## WHAT THIS EXERCISE ASKS:
A. Please print the part of the nature reserve passage between "I turned right" and "a single thing.", inclusive.
B. Answer these questions from the nature reserve passage:
(i) From which direction was the chilly wind blowing?
(ii) What bird's song woke the writer from daydreams?
(iii) Before retiring, whom did the writer take along to the reserve after a stressful day in the office?
====== EXCERPT PROVIDED ======
I arrived at the reserve quite early this morning and once again, despite it being quite sunny, it remained uncomfortable in a chilly N wind.
I turned right at the 5-bar gate and begun to walk along "Willow Walk" and its attendant ditch. Shortly after, a burst of song from a Cettis Warbler woke me from my daydreams and I realised that I had walked the length of "Willow Walk" without registering a single thing.
Its surprising how easy it is to do that, alone in the countryside and using nature's calming ways to de-stress you. Before I retired and at the end of a particually stressful day in the office, rather than just collapse in a chair I would throw the dogs in the back of the car and go down to the reserve and spend an hour or two walking round and easing out those stresses from my mind.
I guess we all must do it from time to time, I know that I have often worked out next-day presentations walking round there, all alone and talking out loud, it can be so calming.
====== DATA EXCERPTS ======
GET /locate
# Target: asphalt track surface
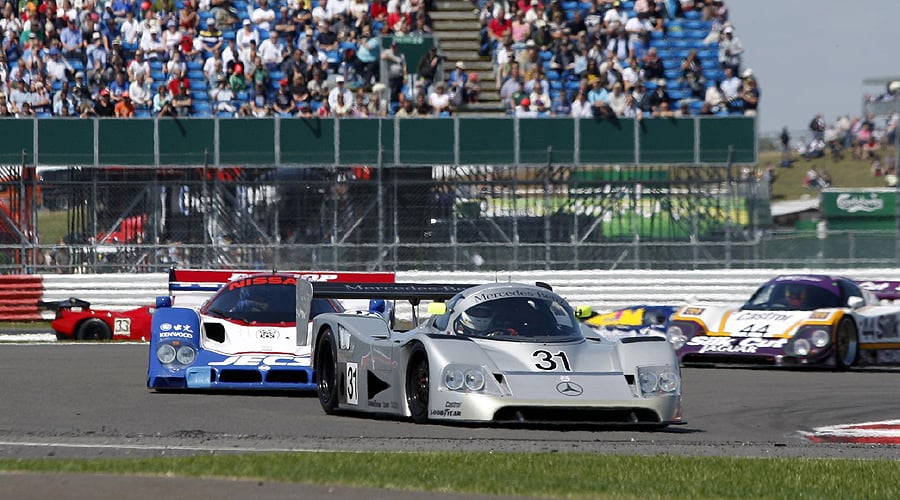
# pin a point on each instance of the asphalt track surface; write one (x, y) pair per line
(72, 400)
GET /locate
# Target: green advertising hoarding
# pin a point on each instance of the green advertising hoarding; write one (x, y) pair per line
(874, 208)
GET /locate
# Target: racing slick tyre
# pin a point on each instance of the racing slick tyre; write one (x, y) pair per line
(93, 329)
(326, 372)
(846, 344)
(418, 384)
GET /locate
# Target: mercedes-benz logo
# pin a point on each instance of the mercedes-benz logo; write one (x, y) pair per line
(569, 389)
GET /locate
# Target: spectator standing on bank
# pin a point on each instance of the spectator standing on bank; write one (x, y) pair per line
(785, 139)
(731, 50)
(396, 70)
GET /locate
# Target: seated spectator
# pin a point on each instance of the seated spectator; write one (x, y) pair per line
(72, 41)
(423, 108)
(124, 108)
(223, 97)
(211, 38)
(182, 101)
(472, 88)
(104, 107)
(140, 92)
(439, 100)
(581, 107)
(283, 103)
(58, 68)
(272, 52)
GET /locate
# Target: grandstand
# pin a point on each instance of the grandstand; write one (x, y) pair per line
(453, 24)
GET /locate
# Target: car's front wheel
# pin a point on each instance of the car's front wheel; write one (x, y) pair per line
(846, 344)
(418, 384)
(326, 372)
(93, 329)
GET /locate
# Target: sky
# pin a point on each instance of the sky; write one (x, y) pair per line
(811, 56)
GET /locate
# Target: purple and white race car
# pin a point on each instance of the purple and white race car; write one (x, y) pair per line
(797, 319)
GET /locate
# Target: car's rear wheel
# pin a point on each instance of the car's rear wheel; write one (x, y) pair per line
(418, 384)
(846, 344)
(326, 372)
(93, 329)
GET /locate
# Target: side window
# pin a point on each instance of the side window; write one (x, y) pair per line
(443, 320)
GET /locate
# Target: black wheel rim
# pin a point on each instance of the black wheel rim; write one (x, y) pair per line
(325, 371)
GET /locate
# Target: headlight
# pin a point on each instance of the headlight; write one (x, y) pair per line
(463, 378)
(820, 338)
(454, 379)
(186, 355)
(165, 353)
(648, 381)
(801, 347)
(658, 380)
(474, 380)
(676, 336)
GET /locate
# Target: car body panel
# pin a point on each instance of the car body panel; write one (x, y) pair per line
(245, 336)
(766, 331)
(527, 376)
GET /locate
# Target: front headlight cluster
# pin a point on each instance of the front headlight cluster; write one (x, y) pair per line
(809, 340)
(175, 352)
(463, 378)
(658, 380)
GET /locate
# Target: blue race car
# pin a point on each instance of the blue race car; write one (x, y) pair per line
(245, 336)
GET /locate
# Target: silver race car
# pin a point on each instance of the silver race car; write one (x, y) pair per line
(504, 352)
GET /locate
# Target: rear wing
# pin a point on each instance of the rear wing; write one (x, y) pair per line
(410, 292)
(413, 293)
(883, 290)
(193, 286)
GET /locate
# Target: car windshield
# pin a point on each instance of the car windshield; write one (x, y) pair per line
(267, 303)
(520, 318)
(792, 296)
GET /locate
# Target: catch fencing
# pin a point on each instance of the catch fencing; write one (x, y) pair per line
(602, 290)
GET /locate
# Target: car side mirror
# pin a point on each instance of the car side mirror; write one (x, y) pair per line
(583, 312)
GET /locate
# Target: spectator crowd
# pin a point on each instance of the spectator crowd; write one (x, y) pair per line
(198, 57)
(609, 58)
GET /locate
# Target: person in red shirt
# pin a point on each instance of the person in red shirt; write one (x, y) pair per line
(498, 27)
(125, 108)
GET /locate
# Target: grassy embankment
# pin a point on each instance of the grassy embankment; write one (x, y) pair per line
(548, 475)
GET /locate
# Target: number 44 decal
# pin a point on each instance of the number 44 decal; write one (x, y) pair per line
======
====== DATA EXCERPTS ======
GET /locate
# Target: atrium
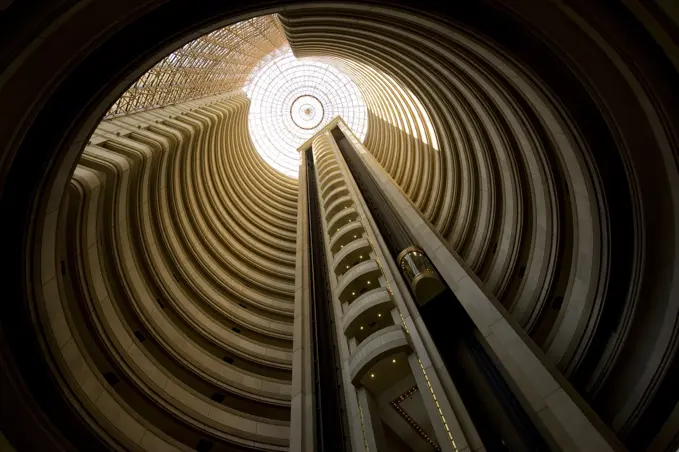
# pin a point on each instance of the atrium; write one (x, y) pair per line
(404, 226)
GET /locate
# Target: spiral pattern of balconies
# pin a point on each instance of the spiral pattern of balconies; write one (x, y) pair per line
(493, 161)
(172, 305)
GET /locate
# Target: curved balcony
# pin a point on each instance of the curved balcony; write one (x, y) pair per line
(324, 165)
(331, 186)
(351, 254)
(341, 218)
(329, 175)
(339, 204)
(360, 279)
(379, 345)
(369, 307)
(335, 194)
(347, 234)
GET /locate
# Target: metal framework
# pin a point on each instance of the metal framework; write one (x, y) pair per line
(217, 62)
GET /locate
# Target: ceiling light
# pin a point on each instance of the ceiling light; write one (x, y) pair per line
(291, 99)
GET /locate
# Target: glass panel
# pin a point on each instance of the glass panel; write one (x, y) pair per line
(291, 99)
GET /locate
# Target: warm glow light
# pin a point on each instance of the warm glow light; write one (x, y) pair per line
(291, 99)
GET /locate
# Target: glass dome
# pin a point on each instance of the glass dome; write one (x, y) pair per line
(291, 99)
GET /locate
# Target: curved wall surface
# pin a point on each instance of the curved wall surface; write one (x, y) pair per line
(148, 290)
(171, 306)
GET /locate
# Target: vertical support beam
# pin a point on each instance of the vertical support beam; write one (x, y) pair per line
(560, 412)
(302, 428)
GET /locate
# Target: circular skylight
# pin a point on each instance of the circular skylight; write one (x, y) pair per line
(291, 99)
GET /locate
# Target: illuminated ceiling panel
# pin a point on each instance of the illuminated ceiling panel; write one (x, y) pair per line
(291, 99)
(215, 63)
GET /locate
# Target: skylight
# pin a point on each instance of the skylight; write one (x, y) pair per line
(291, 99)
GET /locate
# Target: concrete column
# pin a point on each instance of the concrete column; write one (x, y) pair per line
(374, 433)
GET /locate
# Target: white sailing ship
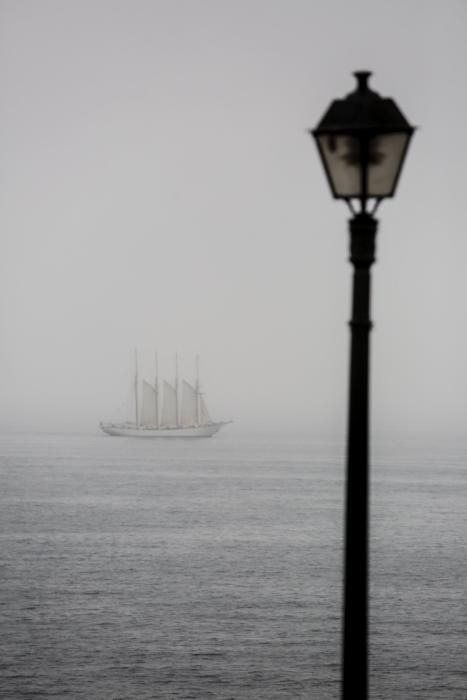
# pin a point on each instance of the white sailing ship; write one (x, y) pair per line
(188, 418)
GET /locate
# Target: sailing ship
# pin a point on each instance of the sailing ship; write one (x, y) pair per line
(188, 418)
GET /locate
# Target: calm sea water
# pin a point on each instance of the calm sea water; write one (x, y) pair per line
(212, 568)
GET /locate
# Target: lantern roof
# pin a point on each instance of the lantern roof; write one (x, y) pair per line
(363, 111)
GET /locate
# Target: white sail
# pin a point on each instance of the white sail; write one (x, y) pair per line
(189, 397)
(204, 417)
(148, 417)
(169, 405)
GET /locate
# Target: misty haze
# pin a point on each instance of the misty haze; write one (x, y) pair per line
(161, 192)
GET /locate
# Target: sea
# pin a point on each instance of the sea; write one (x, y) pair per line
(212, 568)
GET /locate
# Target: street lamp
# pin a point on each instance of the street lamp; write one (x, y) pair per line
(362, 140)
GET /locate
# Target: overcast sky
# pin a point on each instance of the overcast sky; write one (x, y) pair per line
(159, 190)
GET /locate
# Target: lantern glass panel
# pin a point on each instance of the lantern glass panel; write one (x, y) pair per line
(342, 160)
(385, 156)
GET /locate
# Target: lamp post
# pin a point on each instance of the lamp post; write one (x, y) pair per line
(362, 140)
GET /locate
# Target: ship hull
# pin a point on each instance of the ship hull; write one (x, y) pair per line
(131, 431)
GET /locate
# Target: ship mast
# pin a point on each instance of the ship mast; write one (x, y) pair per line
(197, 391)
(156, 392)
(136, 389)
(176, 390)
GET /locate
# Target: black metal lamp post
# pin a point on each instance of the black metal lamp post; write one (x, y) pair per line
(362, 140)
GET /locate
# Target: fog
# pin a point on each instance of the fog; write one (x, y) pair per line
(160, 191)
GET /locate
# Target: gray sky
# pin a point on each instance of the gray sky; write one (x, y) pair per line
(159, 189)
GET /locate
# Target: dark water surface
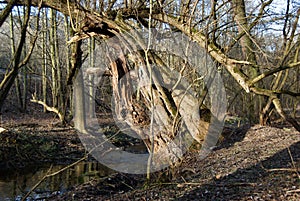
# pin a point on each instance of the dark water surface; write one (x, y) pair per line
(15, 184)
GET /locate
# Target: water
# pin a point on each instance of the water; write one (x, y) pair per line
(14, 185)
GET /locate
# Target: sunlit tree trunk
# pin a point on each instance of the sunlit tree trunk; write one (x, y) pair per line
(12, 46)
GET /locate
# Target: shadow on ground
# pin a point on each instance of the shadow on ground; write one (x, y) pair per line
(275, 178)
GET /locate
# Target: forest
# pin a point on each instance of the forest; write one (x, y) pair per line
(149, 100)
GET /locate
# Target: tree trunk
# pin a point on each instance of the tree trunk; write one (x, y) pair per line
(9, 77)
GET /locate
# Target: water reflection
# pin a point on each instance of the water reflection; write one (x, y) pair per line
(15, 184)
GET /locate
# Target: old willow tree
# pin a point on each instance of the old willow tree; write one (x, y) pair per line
======
## SOLUTIONS TO THE EXERCISE:
A.
I turned right at the 5-bar gate and begun to walk along "Willow Walk" and its attendant ditch. Shortly after, a burst of song from a Cettis Warbler woke me from my daydreams and I realised that I had walked the length of "Willow Walk" without registering a single thing.

B.
(i) From the north (an N wind).
(ii) A Cettis Warbler.
(iii) The dogs.